◆ Textauszug:
=======
Seit dem späten Frühjahr hörten wir verstärkt und aus allen unseren Projekten, wie sehr sich die Lebenssituation der Menschen weiter verschlechterte: Der Krieg und die damit einhergehende Verteuerung von lebenswichtigen Gütern treffen arme Menschen besonders hart. Und so intensivierten wir erneut unsere Unterstützungshilfe an allen Standorten.
Im Juli konnten dann endlich auch Kurzeitärztinnen und -ärzte nach 2,5 Jahren Zwangspause auf die Philippinen und nach Bangladesch reisen. Das erleichtert die Arbeit der einheimischen Teams und des Langzeitarztes Gerhard Steinmaier und erfreut die German Doctors: So viele waren über die letzten zwei Jahre immer wieder bereit gewesen, sich auf das Wagnis eines Einsatzes unter Corona-Bedingungen einzulassen, wurden aber auch oft enttäuscht, weil wir – z. T. kurzfristig – aufgrund von Einreisebeschränkungen wieder absagen mussten. Endlich konnte es auch in diesen Projektregionen wieder losgehen!
In der Heimat kehrte mehr und mehr Normalität ein. Der Paderborner Osterlauf am Osterwochenende im April war der erste unserer beiden Laufevents, bei denen wir Charity Partner sind, der wieder stattfand. Im Oktober folgte dann der Kassel Marathon. In Summe kamen 26.000 Euro an Spenden durch die beiden Laufevents zusammen.
Schwangerschaften bei Jugendlichen sind während des Corona-Lockdowns in Kenia immens angestiegen, nicht selten aufgrund von mangelnder Aufklärung und fehlendem Zugang zu Verhütungsmitteln und verschärft durch sexualisierte Gewalt. In unserem Einzugsgebiet in den Armenvierteln Mathare und Korogocho in Nairobi ist die Zahl der schwangeren Minderjährigen und jungen Frauen besonders hoch. Daher haben wir ein neues Aufklärungs- und Unterstützungsprojekt begonnen. Seit Beginn sind 184 junge Mütter und Schwangere in das Projekt aufgenommen worden. Im Jahr 2022 haben wir 70 Schwangere beraten und unterstützt.
=======
Extrahierte Dateneinträge
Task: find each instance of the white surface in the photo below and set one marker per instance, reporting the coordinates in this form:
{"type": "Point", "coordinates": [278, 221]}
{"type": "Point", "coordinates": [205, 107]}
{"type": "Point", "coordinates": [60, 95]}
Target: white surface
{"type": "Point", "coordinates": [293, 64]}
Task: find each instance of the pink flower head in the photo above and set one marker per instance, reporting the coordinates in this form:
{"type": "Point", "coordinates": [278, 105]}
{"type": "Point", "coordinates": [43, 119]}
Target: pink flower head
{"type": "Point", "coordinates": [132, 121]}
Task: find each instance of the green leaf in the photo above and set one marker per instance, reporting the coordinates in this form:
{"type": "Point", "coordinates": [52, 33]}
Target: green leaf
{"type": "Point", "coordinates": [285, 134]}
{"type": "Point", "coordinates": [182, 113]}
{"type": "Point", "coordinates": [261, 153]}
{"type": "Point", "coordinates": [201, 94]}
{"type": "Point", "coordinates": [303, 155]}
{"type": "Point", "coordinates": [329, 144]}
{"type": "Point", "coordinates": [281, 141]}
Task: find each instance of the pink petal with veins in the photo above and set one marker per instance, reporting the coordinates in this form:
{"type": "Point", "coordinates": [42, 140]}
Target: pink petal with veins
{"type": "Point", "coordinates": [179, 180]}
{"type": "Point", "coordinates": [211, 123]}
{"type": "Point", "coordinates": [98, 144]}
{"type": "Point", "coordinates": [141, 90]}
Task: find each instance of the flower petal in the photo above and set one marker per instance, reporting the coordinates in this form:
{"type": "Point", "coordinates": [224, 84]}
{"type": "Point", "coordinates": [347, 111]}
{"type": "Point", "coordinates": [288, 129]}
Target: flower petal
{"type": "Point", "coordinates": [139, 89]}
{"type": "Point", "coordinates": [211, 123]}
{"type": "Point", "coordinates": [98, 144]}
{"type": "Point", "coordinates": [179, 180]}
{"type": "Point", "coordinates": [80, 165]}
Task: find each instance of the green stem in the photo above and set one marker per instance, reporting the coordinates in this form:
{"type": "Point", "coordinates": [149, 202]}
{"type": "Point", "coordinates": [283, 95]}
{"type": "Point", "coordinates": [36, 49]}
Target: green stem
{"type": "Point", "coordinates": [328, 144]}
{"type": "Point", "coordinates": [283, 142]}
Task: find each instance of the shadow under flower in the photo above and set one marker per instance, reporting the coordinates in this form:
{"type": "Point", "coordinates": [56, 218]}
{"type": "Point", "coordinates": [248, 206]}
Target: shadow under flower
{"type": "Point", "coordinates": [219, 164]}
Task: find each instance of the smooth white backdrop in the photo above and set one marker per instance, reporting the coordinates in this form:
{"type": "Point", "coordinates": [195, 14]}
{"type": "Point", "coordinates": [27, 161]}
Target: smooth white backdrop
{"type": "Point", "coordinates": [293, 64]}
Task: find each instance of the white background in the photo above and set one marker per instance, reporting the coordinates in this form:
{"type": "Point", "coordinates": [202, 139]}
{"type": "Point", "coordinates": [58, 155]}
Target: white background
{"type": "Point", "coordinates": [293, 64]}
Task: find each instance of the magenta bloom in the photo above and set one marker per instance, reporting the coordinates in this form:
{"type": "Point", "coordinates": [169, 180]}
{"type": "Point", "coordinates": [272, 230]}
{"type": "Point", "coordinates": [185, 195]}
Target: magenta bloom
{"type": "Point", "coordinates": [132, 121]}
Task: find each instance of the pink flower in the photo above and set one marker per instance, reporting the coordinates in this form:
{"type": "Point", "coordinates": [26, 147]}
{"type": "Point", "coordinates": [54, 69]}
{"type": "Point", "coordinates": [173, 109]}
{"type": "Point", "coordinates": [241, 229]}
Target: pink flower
=======
◆ Übungsaufgaben:
**A.** Prüfen Sie, ob die folgenden Aussagen mit dem Textauszug übereinstimmen: (i) Im Juli konnten nach einer Pause von 2,5 Jahren wieder Kurzzeitärztinnen und -ärzte auf die Philippinen und nach Bangladesch reisen. (ii) Der Kassel Marathon fand im April statt. (iii) Im Jahr 2022 wurden 184 Schwangere beraten und unterstützt. Antworten Sie jeweils mit Ja oder Nein und zitieren Sie die entscheidenden Worte wörtlich.
**B.** Tippen Sie einen Teil des Textauszugs wortgetreu ab. Beginnen Sie bei den Worten „Schwangerschaften bei Jugendlichen“ und hören Sie nach „beraten und unterstützt.“ auf.

◆ Lösungen je Aufgabe:
**A.**
(i) Ja: „nach 2,5 Jahren Zwangspause auf die Philippinen und nach Bangladesch reisen“
(ii) Nein: „Im Oktober folgte dann der Kassel Marathon.“
(iii) Nein: „Im Jahr 2022 haben wir 70 Schwangere beraten und unterstützt.“

**B.**
Schwangerschaften bei Jugendlichen sind während des Corona-Lockdowns in Kenia immens angestiegen, nicht selten aufgrund von mangelnder Aufklärung und fehlendem Zugang zu Verhütungsmitteln und verschärft durch sexualisierte Gewalt. In unserem Einzugsgebiet in den Armenvierteln Mathare und Korogocho in Nairobi ist die Zahl der schwangeren Minderjährigen und jungen Frauen besonders hoch. Daher haben wir ein neues Aufklärungs- und Unterstützungsprojekt begonnen. Seit Beginn sind 184 junge Mütter und Schwangere in das Projekt aufgenommen worden. Im Jahr 2022 haben wir 70 Schwangere beraten und unterstützt.